§ **TASK DATA**
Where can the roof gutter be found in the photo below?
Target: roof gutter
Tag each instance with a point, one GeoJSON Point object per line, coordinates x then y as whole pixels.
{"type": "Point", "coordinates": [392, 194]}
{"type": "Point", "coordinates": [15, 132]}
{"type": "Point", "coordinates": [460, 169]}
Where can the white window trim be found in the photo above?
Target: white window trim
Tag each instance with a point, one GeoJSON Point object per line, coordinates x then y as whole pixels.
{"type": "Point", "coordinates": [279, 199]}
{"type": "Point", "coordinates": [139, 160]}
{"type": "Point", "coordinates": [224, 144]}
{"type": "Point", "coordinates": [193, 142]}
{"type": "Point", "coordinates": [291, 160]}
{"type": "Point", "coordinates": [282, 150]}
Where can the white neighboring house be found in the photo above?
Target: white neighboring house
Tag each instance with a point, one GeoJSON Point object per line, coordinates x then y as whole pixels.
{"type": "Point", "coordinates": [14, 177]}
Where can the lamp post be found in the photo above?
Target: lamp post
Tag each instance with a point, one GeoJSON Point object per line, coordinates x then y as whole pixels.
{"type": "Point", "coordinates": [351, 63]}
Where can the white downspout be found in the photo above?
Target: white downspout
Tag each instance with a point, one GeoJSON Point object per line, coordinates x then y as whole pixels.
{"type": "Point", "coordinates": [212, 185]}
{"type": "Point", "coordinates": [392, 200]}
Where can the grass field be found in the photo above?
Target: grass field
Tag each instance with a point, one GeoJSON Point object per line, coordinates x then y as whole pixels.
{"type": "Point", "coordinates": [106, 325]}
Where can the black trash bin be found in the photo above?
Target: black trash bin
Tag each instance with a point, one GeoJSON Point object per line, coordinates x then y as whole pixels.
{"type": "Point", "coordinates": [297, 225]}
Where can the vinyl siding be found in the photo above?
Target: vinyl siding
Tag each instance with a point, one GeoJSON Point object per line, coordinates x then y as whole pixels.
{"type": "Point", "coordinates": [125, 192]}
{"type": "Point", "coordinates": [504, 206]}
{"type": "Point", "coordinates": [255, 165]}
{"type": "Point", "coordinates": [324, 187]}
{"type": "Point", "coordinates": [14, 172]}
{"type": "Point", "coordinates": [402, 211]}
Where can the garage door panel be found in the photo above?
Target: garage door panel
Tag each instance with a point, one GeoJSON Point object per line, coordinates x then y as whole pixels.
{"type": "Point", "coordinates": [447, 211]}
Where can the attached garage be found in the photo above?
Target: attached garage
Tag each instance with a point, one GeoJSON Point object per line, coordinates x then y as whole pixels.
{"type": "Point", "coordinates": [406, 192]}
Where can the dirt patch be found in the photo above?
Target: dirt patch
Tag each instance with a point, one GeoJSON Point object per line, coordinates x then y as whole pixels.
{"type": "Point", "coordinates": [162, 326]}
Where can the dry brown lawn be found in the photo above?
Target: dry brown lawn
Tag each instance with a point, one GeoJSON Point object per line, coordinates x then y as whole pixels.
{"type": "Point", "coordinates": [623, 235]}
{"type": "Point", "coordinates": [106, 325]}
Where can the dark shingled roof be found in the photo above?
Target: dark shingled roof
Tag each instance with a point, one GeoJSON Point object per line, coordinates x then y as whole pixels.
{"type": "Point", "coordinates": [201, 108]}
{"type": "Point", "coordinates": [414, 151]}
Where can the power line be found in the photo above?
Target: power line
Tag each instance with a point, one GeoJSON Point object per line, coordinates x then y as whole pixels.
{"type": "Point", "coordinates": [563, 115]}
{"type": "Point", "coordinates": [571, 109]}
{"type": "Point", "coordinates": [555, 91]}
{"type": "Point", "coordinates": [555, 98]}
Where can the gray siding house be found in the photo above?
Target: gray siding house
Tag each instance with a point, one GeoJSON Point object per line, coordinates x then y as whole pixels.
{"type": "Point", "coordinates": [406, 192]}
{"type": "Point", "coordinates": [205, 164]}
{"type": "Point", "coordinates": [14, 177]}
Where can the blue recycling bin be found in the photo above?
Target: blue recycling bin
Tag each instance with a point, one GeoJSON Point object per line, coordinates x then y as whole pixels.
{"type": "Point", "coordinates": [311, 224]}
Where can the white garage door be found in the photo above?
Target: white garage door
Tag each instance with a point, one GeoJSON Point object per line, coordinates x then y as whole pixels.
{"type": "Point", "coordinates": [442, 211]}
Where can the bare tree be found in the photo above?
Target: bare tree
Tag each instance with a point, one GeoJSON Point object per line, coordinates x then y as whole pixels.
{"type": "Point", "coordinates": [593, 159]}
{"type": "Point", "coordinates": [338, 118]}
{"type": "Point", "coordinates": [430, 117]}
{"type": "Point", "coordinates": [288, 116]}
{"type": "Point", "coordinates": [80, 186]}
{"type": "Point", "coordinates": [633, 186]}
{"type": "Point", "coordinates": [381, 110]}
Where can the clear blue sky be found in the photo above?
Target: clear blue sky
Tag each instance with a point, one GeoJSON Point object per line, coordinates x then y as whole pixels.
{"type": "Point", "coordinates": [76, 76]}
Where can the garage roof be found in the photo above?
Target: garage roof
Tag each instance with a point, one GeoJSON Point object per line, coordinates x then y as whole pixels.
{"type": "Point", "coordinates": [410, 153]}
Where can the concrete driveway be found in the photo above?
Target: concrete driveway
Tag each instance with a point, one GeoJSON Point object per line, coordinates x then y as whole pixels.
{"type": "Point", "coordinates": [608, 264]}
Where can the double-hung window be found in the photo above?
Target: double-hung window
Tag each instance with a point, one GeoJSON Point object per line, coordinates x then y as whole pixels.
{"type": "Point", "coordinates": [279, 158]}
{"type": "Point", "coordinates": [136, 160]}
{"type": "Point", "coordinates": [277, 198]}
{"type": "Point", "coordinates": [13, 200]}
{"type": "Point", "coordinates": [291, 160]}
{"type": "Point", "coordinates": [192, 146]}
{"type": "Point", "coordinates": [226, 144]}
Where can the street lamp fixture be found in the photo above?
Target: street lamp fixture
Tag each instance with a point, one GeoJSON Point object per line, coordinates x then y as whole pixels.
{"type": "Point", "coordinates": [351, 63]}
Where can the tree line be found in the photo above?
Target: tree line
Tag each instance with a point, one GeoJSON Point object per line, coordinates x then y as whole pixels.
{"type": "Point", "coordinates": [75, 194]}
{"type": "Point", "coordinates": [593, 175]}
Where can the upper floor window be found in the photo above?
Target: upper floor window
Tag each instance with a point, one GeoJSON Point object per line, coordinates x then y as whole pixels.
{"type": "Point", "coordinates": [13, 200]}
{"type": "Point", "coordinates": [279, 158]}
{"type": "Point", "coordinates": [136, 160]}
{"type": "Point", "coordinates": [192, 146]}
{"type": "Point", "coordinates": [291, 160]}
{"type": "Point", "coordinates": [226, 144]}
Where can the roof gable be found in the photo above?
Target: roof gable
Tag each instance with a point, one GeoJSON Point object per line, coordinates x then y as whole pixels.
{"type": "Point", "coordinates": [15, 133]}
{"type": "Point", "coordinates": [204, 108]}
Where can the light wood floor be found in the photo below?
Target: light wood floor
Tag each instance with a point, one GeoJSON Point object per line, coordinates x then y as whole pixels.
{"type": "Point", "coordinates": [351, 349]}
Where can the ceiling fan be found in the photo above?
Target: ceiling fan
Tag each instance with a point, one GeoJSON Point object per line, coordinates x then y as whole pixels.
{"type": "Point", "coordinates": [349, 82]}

§ **OBJECTIVE**
Write down the full listing again, exactly.

§ **EXERCISE RESPONSE**
Where can the roof gutter be found in the photo below?
Target: roof gutter
Tag each instance with a point, one GeoJSON Point object per line, coordinates x then y as whole pixels.
{"type": "Point", "coordinates": [392, 194]}
{"type": "Point", "coordinates": [15, 132]}
{"type": "Point", "coordinates": [460, 169]}
Where can the white window trim be found in the photo above?
Target: white window trim
Tag each instance with a point, one GeoJSON Point object per line, coordinates x then y as whole pixels.
{"type": "Point", "coordinates": [279, 199]}
{"type": "Point", "coordinates": [139, 160]}
{"type": "Point", "coordinates": [224, 144]}
{"type": "Point", "coordinates": [193, 142]}
{"type": "Point", "coordinates": [291, 160]}
{"type": "Point", "coordinates": [282, 150]}
Where can the white neighboring house be found in the photo above?
Target: white neighboring house
Tag each instance with a point, one GeoJSON Point object per line, coordinates x then y as whole pixels.
{"type": "Point", "coordinates": [14, 177]}
Where can the lamp post be found in the photo above?
Target: lamp post
Tag each instance with a point, one GeoJSON Point object per line, coordinates x then y as whole pixels.
{"type": "Point", "coordinates": [351, 63]}
Where can the white downspout be found in the photo above?
Target: white downspout
Tag each instance with a point, one GeoJSON Point object per line, coordinates x then y as whole pixels.
{"type": "Point", "coordinates": [212, 185]}
{"type": "Point", "coordinates": [392, 200]}
Where can the grass field be found in the photo above?
Target: grass field
Tag each instance with a point, one GeoJSON Point object per line, coordinates x then y as whole pixels.
{"type": "Point", "coordinates": [106, 325]}
Where can the black trash bin be found in the photo above?
Target: black trash bin
Tag each instance with a point, one GeoJSON Point object per line, coordinates x then y as whole pixels.
{"type": "Point", "coordinates": [297, 225]}
Where can the vinyl siding be found in the photo above?
Target: vinyl siding
Tag each instance with a point, one GeoJSON Point object per line, coordinates x then y as whole pixels.
{"type": "Point", "coordinates": [125, 192]}
{"type": "Point", "coordinates": [504, 206]}
{"type": "Point", "coordinates": [255, 165]}
{"type": "Point", "coordinates": [324, 187]}
{"type": "Point", "coordinates": [14, 172]}
{"type": "Point", "coordinates": [402, 211]}
Where can the garage door panel be found in the photo above?
Target: garage door panel
Tag each instance with a point, one GeoJSON Point object per line, coordinates x then y as whole pixels.
{"type": "Point", "coordinates": [447, 211]}
Where can the attached garage be found in the photo above?
Target: attached garage
Tag each instance with a point, one GeoJSON Point object per line, coordinates x then y as whole pixels.
{"type": "Point", "coordinates": [406, 192]}
Where can the dirt patch be found in the photo above?
Target: dirt patch
Tag each instance with a point, one GeoJSON Point object per line, coordinates x then y as whole pixels.
{"type": "Point", "coordinates": [162, 326]}
Where can the dry brown lawn be found in the photo above?
Target: dry brown lawn
Tag each instance with a point, one GeoJSON Point object per line, coordinates x then y as whole pixels.
{"type": "Point", "coordinates": [623, 235]}
{"type": "Point", "coordinates": [106, 325]}
Where can the dark shingled roof be found in the photo above?
Target: dark shingled roof
Tag each instance with a point, one GeoJSON Point object per line, coordinates x then y as whole pixels.
{"type": "Point", "coordinates": [201, 108]}
{"type": "Point", "coordinates": [414, 151]}
Where can the power line be found in the photo above?
Target: power line
Tag each instance with a point, one GeoJSON Point object per line, coordinates x then y as whole pixels.
{"type": "Point", "coordinates": [563, 115]}
{"type": "Point", "coordinates": [571, 109]}
{"type": "Point", "coordinates": [555, 91]}
{"type": "Point", "coordinates": [555, 98]}
Where can the gray siding house be found in the photo above?
Target: gray siding house
Tag each instance with a point, one GeoJSON Point object per line, coordinates x then y as whole pixels.
{"type": "Point", "coordinates": [406, 192]}
{"type": "Point", "coordinates": [205, 164]}
{"type": "Point", "coordinates": [14, 177]}
Where can the blue recycling bin be found in the photo above?
Target: blue recycling bin
Tag each instance with a point, one GeoJSON Point object per line, coordinates x then y as whole pixels.
{"type": "Point", "coordinates": [311, 224]}
Where can the white garage door be found in the photo above?
Target: white garage door
Tag each instance with a point, one GeoJSON Point object per line, coordinates x then y as whole pixels.
{"type": "Point", "coordinates": [442, 211]}
Where can the bare tree be found in the photo above?
Target: bare tree
Tag each instance with a point, one GeoJSON Point object per line, coordinates x then y as whole pixels.
{"type": "Point", "coordinates": [593, 159]}
{"type": "Point", "coordinates": [338, 118]}
{"type": "Point", "coordinates": [430, 117]}
{"type": "Point", "coordinates": [288, 116]}
{"type": "Point", "coordinates": [80, 186]}
{"type": "Point", "coordinates": [633, 186]}
{"type": "Point", "coordinates": [381, 110]}
Where can the clear blue sky be found in the photo above?
Target: clear blue sky
Tag each instance with a point, one GeoJSON Point object per line, coordinates x then y as whole pixels.
{"type": "Point", "coordinates": [76, 76]}
Where can the garage roof be found in the photo above?
Target: garage roof
Tag each instance with a point, one GeoJSON Point object per line, coordinates x then y as whole pixels.
{"type": "Point", "coordinates": [410, 153]}
Where can the concrete driveway be found in the photo above?
Target: concrete driveway
Tag each instance with a point, one GeoJSON Point object per line, coordinates x then y as whole pixels.
{"type": "Point", "coordinates": [608, 264]}
Where can the double-hung window be found in the photo above?
Target: double-hung window
Tag each instance with a point, one GeoJSON Point object per line, coordinates x then y as whole pixels.
{"type": "Point", "coordinates": [279, 158]}
{"type": "Point", "coordinates": [136, 160]}
{"type": "Point", "coordinates": [277, 198]}
{"type": "Point", "coordinates": [13, 200]}
{"type": "Point", "coordinates": [291, 160]}
{"type": "Point", "coordinates": [192, 146]}
{"type": "Point", "coordinates": [226, 144]}
Where can the street lamp fixture be found in the photo above?
Target: street lamp fixture
Tag each instance with a point, one GeoJSON Point object per line, coordinates x then y as whole pixels.
{"type": "Point", "coordinates": [351, 63]}
Where can the tree line be found in the photo above?
Target: tree line
Tag each instance with a point, one GeoJSON Point object per line, coordinates x then y as whole pixels.
{"type": "Point", "coordinates": [75, 194]}
{"type": "Point", "coordinates": [593, 175]}
Where can the upper floor window be found in the photo above?
Target: upper floor window
Tag each instance with a point, one GeoJSON Point object per line, coordinates x then y as whole pixels.
{"type": "Point", "coordinates": [13, 200]}
{"type": "Point", "coordinates": [279, 158]}
{"type": "Point", "coordinates": [136, 160]}
{"type": "Point", "coordinates": [192, 146]}
{"type": "Point", "coordinates": [291, 160]}
{"type": "Point", "coordinates": [226, 144]}
Where can the roof gable be found in the photo above?
Target: roof gable
Tag each instance with a point, one GeoJSON Point object per line, coordinates x then y as whole pixels.
{"type": "Point", "coordinates": [15, 133]}
{"type": "Point", "coordinates": [204, 108]}
Where can the light wood floor be found in the photo below?
Target: light wood floor
Tag each instance with a point, one GeoJSON Point object per line, coordinates x then y as whole pixels.
{"type": "Point", "coordinates": [351, 349]}
Where can the ceiling fan be found in the photo above?
Target: ceiling fan
Tag each instance with a point, one GeoJSON Point object per line, coordinates x then y as whole pixels.
{"type": "Point", "coordinates": [349, 82]}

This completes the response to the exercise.